■ WHAT IS BEING ASKED
Search each line below for "plastic", then return the lines where it appears.

■ DATA PROVIDED
--

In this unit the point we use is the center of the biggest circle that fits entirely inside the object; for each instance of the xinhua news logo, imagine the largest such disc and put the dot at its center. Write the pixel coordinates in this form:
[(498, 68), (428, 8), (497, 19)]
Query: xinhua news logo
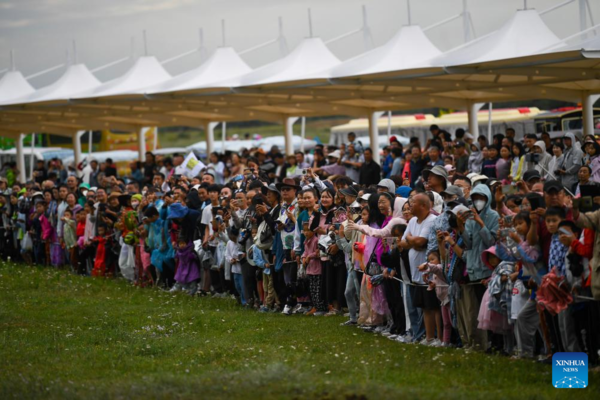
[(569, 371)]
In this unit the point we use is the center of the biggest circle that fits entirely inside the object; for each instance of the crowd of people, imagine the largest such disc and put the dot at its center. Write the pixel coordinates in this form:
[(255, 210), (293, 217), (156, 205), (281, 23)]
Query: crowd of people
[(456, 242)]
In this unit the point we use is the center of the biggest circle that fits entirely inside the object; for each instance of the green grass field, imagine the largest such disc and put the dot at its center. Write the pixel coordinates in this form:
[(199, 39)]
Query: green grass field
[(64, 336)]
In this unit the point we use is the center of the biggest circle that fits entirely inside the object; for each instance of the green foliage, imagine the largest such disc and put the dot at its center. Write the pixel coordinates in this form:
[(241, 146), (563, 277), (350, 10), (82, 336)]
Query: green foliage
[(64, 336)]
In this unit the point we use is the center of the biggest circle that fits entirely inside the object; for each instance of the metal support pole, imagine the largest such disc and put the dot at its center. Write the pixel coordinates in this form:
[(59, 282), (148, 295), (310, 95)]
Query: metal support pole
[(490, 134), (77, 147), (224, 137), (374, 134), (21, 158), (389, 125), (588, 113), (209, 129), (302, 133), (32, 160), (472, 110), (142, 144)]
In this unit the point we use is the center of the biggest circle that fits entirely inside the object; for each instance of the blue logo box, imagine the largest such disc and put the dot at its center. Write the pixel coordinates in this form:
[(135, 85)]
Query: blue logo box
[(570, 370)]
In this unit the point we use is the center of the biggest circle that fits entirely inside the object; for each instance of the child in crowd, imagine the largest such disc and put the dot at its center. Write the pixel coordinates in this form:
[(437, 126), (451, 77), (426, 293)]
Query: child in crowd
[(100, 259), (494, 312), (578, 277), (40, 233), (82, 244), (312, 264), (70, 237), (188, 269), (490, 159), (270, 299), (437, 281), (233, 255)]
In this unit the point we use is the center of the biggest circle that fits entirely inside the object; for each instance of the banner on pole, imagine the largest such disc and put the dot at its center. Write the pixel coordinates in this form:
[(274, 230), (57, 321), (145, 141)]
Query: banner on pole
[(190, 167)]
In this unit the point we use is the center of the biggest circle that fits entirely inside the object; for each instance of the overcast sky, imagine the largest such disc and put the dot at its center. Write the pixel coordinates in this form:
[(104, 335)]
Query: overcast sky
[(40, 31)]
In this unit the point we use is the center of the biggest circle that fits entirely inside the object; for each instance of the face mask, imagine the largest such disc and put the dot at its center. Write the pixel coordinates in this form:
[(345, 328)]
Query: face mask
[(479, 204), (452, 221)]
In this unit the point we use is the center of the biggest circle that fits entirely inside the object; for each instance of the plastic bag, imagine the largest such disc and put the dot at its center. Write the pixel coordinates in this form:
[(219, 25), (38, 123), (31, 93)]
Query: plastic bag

--

■ SOLUTION
In this unit the point we use is the center of the biggest circle that fits entirely inside the object; for each instance of the plastic bag, imagine the largest such disc and put the dot at its center. Write the pixel coordinates in this form:
Query: plastic bag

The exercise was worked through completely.